Document extract ->
■ ■ ■ ■ ■
# Motocycle engine design



## Mitchg07261995 (Feb 21, 2015)

After lots of research and dissapointment that vintage bike replicas can be purchased, but no one makes the old single cylinder engines from the early 1900's I have desired to design and build my own engine based on an engine design that I found, the engine I am basing mine off of was designed in 1906, it is 450cc and 3.5 hp, my engine will be 1 liter, have a 4" bore and a 5" stroke, I have designed a few of the components, a crankcase half, crank disk and the cylinder 
Here is what I have so far in the design process
http://i1279.photobucket.com/albums/y522/Mitchell_Geiger/imagejpg2_zps0438fa6f.jpg
http://i1279.photobucket.com/albums/y522/Mitchell_Geiger/imagejpg3_zps7ff91071.jpg
http://i1279.photobucket.com/albums/y522/Mitchell_Geiger/imagejpg4_zps6f1c483f.jpg


----------



## barnesrickw (Feb 22, 2015)

The Muskegon Motorcycle Club has some early 1900's bikes, and one of the members that I know of is a machinist.  If you would like a link and see if they can help, I will be happy to provide.


----------



## BronxFigs (Feb 22, 2015)

On the MadModder Forum/Project Logs, OKTomT builds a vintage, single and  twin-cylinder motorcycle/bike engine based on a 1906 design.  The build tutorials are very interesting, insightful, and loaded with links and information.  You may already be familiar with Tom's work, and designs, and it's a good place to start.

Also, somewhere on You-Tube, I've seen a scaled-up version of the "Hoglet" mounted onto a motor bike.  A quick search will show "Hoglet" engines built with a closed crankcase...just scale it, and build it with a single-cylinder.  Easier said than done, but it's an option.

Frank


----------



## Swifty (Feb 22, 2015)

Wow, that's going to be a big 1000cc single cylinder engine.

Paul.


----------



## Mitchg07261995 (Feb 22, 2015)

BronxFigs said:


> On the MadModder Forum/Project Logs, OKTomT builds a vintage, single and  twin-cylinder motorcycle/bike engine based on a 1906 design.  The build tutorials are very interesting, insightful, and loaded with links and information.  You may already be familiar with Tom's work, and designs, and it's a good place to start.
> 
> Also, somewhere on You-Tube, I've seen a scaled-up version of the "Hoglet" mounted onto a motor bike.  A quick search will show "Hoglet" engines built with a closed crankcase...just scale it, and build it with a single-cylinder.  Easier said than done, but it's an option.
> 
> Frank


 
That's the exact engine and bike I'm basing my design off of


----------



## Mitchg07261995 (Feb 22, 2015)

barnesrickw said:


> The Muskegon Motorcycle Club has some early 1900's bikes, and one of the members that I know of is a machinist.  If you would like a link and see if they can help, I will be happy to provide.
■ ■ ■ ■ ■
Dataset entries ->
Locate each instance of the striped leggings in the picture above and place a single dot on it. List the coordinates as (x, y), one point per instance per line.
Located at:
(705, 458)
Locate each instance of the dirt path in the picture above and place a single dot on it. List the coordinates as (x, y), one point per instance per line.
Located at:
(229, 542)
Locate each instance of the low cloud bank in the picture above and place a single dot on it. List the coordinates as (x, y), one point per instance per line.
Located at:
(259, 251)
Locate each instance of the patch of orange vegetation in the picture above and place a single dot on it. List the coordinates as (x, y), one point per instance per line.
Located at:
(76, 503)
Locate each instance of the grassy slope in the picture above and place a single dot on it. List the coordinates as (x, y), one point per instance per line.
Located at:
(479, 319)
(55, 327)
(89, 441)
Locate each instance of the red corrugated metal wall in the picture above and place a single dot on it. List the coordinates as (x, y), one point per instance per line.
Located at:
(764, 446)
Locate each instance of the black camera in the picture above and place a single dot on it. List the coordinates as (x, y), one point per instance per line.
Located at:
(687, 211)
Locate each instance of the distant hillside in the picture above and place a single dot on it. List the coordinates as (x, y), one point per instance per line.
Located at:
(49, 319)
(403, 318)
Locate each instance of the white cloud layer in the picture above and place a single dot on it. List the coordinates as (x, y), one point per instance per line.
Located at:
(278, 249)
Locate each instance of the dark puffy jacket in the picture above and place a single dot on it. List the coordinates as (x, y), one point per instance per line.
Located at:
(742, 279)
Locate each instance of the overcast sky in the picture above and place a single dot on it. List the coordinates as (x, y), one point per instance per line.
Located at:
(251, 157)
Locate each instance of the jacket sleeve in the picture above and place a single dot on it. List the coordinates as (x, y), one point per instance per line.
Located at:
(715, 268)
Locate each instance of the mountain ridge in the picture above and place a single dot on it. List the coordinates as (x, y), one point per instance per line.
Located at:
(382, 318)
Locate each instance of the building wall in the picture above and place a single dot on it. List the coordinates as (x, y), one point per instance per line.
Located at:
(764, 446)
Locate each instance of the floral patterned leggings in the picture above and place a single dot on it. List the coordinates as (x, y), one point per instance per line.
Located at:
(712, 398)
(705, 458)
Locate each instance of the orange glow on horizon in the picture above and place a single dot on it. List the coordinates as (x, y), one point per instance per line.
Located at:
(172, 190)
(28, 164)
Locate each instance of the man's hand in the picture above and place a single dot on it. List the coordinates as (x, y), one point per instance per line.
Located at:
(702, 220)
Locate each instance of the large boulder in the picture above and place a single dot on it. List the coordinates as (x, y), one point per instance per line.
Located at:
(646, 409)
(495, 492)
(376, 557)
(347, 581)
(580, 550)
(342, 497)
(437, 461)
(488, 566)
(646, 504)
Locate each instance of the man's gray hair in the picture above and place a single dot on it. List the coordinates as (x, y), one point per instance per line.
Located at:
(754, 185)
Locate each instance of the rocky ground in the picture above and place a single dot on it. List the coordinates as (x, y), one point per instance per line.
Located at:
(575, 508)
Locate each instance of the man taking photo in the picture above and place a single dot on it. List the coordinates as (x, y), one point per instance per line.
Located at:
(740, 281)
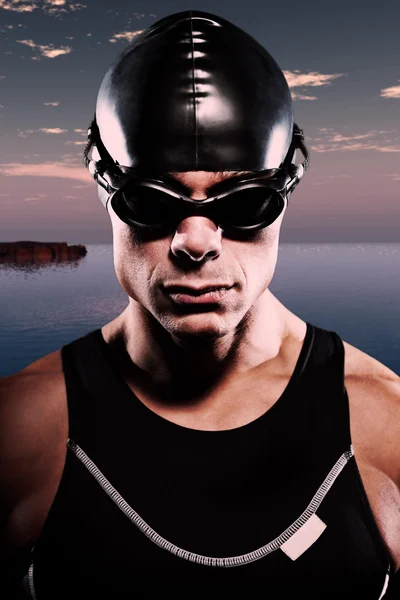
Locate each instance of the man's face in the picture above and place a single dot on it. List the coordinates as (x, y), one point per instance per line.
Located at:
(196, 255)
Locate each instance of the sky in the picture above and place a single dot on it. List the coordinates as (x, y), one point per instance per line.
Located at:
(341, 60)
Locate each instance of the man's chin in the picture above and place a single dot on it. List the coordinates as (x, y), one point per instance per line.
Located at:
(197, 326)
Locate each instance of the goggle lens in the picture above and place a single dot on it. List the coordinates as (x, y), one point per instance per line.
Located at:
(246, 208)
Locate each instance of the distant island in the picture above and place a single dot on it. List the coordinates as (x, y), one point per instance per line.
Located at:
(38, 252)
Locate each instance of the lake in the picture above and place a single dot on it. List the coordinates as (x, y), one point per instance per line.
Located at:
(353, 289)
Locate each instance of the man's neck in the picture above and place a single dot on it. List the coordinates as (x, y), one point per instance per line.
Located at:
(180, 367)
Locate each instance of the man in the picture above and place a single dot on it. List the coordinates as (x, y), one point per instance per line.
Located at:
(207, 439)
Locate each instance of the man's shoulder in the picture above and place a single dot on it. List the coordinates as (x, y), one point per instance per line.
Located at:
(374, 401)
(362, 366)
(35, 376)
(33, 396)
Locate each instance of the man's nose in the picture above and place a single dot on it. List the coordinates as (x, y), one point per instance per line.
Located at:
(197, 238)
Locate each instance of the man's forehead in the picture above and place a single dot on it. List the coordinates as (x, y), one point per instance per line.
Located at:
(214, 175)
(201, 179)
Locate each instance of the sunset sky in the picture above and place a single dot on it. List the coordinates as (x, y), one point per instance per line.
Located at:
(342, 62)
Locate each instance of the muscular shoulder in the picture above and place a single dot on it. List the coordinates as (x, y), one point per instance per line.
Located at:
(374, 399)
(33, 429)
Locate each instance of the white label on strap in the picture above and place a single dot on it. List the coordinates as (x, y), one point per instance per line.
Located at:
(304, 537)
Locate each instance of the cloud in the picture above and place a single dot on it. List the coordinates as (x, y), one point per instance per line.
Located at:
(48, 51)
(296, 96)
(51, 7)
(55, 169)
(296, 79)
(54, 130)
(71, 143)
(312, 79)
(336, 142)
(126, 36)
(48, 130)
(19, 5)
(392, 92)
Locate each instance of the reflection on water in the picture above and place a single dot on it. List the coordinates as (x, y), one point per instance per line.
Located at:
(28, 254)
(352, 289)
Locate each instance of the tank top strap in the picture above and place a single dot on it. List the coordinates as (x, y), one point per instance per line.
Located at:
(322, 388)
(88, 381)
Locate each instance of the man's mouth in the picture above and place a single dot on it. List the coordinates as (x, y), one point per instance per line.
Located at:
(197, 295)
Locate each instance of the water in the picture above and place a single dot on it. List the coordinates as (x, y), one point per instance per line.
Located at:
(349, 288)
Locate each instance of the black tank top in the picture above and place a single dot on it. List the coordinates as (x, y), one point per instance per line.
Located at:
(146, 507)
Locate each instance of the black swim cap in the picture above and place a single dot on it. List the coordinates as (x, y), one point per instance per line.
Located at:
(194, 92)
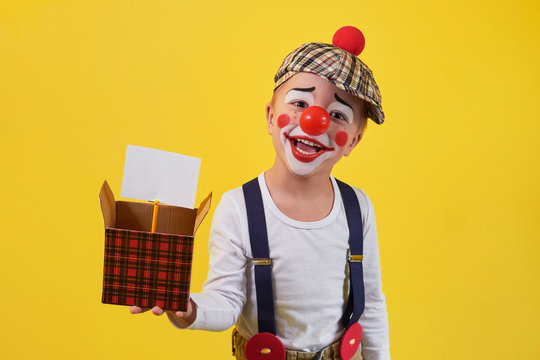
■ ■ ■ ■ ■
Exercise instructions ->
1. In the motorcycle engine design thread, what bore and stroke are planned for the new engine?
2. Continue the motorcycle engine design thread from the point where it ends.

Solved problems ->
1. A 4-inch bore and a 5-inch stroke.

2.
A link would be awesome  I have a lathe at home that I can use to make some of the smaller parts like the piston, valves and bushings but I need to find someone who I can pay to make the larger parts because my lathe is way to small for them


----------



## charlesfitton (Feb 22, 2015)

I was lucky to get a set of the first 12 editions of Model Engineer magazine. They cover the build details of two different engines...


----------



## BronxFigs (Feb 22, 2015)

Mitchg....et al.

There is a gent named Elden DuRand who makes gas engines from scrap steel, weldments, borrowed parts, etc.....and, plenty of skill.  Not exactly motorcycle engines, but some of the machining techniques that he uses for his engine builds can be employed when fabricating _any_ engines, be they, motorcycle, stationary, etc.

Check out: "ELDEN'S ENGINES"  ..... I wish he was my neighbor!!!!


----------



## velocette (Feb 22, 2015)

Hi
Had a quick look at the photo's and what jumped out was the crank arrangement.
With this setup and with no additional flywheel this would be completely out of balance.
A bit more research is required.
Just an observation on my part I am sure that other contributors to this forum can offer useful help to get this project up and running.
Can only add to the advice to look at  the "Mad Modder" posting.

Eric


----------



## TorontoBuilder (Feb 22, 2015)

Mitchg07261995 said:


> After lots of research and dissapointment that vintage bike replicas can be purchased, but no one makes the old single cylinder engines from the early 1900's I have desired to design and build my own engine based on an engine design that I found, the engine I am basing mine off of was designed in 1906, it is 450cc and 3.5 hp, my engine will be 1 liter, have a 4" bore and a 5" stroke, I have designed a few of the components, a crankcase half, crank disk and the cylinder
> Here is what I have so far in the design process
> http://i1279.photobucket.com/albums/y522/Mitchell_Geiger/imagejpg2_zps0438fa6f.jpg
> http://i1279.photobucket.com/albums/y522/Mitchell_Geiger/imagejpg3_zps7ff91071.jpg
> http://i1279.photobucket.com/albums/y522/Mitchell_Geiger/imagejpg4_zps6f1c483f.jpg



Thats great, I've wanted to have a vintage motorcycle for years and came to the conclusion I'd have to build my own and try to get it approved to ride on the road. I'd be very happy with 450cc.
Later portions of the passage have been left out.